__TRY IT__. Please output only the lines that run from the line containing "Each matching instance of the potted plant" through the end of the material below, exactly.

__EXTRACTED ENTRIES__.
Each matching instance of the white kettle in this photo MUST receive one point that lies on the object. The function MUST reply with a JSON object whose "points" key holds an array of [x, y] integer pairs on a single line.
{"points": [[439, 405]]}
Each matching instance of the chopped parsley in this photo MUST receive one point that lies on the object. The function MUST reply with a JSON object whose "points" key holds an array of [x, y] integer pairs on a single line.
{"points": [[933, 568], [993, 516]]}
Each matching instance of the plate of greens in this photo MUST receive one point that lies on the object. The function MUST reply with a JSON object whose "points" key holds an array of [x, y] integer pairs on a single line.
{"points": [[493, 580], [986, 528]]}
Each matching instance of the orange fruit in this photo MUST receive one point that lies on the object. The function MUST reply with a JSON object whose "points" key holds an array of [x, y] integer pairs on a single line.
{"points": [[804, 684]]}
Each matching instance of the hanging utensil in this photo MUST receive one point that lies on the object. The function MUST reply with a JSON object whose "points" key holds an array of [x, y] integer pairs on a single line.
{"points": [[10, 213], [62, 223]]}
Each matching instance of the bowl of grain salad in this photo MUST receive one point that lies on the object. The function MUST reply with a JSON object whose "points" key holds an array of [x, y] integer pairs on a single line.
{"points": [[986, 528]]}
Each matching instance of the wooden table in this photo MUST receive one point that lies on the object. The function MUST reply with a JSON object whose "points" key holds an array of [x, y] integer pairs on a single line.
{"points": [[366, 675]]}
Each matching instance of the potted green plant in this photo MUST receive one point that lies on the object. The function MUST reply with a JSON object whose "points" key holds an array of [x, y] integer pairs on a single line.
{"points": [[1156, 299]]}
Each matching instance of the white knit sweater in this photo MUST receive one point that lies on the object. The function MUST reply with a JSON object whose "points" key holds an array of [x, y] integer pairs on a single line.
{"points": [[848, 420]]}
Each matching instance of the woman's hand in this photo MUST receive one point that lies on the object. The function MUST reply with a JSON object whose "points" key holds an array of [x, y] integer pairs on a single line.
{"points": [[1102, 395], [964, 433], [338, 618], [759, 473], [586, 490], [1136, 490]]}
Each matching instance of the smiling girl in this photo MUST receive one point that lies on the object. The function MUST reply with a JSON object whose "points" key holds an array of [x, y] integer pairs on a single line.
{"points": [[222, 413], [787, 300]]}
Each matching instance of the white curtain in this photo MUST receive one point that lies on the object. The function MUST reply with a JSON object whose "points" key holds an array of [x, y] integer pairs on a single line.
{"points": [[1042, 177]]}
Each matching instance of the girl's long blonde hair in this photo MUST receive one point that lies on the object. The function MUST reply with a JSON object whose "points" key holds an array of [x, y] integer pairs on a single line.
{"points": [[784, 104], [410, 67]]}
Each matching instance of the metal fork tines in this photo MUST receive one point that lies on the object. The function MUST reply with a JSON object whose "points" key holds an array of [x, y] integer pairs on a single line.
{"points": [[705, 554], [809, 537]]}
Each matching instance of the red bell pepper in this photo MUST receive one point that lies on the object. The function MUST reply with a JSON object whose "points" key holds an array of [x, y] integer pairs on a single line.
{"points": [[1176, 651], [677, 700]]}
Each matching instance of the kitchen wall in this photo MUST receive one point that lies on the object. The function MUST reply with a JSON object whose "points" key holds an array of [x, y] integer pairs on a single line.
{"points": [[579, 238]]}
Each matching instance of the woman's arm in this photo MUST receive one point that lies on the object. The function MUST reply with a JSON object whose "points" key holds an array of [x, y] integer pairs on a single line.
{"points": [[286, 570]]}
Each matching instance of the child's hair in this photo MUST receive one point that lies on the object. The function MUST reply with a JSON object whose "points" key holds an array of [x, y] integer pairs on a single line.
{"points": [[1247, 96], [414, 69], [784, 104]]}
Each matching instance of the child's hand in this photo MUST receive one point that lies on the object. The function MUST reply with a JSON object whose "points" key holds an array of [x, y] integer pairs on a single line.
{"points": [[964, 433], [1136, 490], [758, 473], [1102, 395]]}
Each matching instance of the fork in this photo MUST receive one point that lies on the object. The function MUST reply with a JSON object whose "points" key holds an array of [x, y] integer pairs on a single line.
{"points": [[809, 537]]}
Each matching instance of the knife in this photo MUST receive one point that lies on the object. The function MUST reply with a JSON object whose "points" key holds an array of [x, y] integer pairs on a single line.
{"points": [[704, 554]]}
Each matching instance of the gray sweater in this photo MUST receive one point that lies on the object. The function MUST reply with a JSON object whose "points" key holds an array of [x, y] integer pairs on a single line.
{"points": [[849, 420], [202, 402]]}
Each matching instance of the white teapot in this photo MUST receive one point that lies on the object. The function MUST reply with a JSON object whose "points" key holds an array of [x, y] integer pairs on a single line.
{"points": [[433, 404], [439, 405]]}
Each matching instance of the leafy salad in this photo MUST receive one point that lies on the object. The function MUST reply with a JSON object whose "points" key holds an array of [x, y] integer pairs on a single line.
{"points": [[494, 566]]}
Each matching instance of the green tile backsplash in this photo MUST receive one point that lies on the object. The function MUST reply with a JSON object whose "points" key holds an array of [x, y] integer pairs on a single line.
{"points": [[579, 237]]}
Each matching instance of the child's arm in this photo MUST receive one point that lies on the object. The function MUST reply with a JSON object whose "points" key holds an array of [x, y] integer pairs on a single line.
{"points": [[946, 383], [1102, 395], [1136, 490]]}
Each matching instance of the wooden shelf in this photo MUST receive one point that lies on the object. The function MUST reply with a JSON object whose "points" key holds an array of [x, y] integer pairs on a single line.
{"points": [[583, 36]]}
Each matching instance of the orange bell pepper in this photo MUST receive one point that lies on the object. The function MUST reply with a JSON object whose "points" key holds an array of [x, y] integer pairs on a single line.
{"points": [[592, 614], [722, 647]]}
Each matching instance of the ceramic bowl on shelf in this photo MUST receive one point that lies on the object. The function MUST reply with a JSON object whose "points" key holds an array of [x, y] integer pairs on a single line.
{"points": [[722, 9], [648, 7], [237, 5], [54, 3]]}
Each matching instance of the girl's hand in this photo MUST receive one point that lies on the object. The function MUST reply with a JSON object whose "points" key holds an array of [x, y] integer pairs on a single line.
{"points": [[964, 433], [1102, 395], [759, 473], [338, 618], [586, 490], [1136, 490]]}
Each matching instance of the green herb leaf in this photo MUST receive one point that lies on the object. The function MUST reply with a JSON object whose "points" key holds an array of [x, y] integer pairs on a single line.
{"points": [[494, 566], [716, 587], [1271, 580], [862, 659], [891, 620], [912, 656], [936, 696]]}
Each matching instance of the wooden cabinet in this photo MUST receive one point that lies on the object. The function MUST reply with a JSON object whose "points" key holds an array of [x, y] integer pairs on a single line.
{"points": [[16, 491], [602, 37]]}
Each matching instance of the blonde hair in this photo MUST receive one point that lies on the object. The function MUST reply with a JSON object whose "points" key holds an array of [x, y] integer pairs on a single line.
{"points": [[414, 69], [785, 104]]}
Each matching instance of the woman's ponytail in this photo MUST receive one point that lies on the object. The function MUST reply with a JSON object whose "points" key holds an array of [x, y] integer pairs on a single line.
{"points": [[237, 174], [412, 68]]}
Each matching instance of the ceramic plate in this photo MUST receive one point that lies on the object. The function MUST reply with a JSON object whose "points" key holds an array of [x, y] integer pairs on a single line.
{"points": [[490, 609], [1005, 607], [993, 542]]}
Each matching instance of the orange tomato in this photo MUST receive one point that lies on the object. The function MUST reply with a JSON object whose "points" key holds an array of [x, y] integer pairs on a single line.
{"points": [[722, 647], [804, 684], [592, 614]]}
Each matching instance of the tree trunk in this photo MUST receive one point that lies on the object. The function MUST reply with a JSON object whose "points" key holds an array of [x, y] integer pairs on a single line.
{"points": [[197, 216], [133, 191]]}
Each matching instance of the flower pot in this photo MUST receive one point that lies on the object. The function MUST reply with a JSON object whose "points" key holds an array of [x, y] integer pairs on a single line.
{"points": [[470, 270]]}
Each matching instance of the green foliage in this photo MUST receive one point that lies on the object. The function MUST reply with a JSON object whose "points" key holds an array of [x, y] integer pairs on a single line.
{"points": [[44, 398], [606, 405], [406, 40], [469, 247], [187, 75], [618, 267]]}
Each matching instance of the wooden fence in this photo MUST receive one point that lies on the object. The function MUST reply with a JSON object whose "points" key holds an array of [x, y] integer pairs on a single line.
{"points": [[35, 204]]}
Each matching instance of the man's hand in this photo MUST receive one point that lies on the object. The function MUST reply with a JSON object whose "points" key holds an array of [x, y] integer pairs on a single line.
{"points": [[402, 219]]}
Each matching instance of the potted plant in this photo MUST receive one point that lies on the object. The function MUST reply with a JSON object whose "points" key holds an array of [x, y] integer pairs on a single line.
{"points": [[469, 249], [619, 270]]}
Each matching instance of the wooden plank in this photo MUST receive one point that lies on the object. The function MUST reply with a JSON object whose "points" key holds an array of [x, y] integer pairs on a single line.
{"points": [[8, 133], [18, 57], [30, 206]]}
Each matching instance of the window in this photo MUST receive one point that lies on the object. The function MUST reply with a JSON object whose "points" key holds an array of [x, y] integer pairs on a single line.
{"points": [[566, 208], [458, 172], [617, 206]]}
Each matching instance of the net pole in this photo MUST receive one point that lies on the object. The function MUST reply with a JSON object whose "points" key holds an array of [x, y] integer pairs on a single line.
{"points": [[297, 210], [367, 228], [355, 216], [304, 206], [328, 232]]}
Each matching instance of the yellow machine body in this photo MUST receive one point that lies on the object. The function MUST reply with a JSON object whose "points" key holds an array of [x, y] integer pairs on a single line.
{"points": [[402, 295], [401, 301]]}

__EXERCISE RESPONSE__.
Each matching instance of the potted plant in this photo MUST receive one point that lies on the object. The function MUST reply with a JSON object whose "points" key holds an array of [x, y] integer pairs on a single line.
{"points": [[469, 249], [619, 270]]}
Each matching instance of the wooden plank in this photo MUST receive one point that lies on the object. The function MUST reply with a JSON object whose "points" key holds an array of [x, y] integer pairs on a single line.
{"points": [[8, 133], [18, 57], [30, 206]]}
Each matching instance of the window in this photo MUST receive one point that lies on the object. The function MUST reply with a JSON object whose "points" key holds an array of [x, y] integer pairs on a single line.
{"points": [[566, 208], [458, 172], [617, 206]]}
Each matching instance of the net pole in this photo MUST receive one point that lies on the object. The function MUST reply with a JSON object whose "points" key holds an array of [x, y] integer pairs on a single line.
{"points": [[297, 210], [367, 228], [355, 216], [304, 206], [328, 232]]}
Each matching instance of the yellow machine body in this photo MUST receive one point that lies on the object. The function MUST reply with a JSON object whose "points" key holds an array of [x, y] integer pairs on a single line.
{"points": [[402, 295], [401, 301]]}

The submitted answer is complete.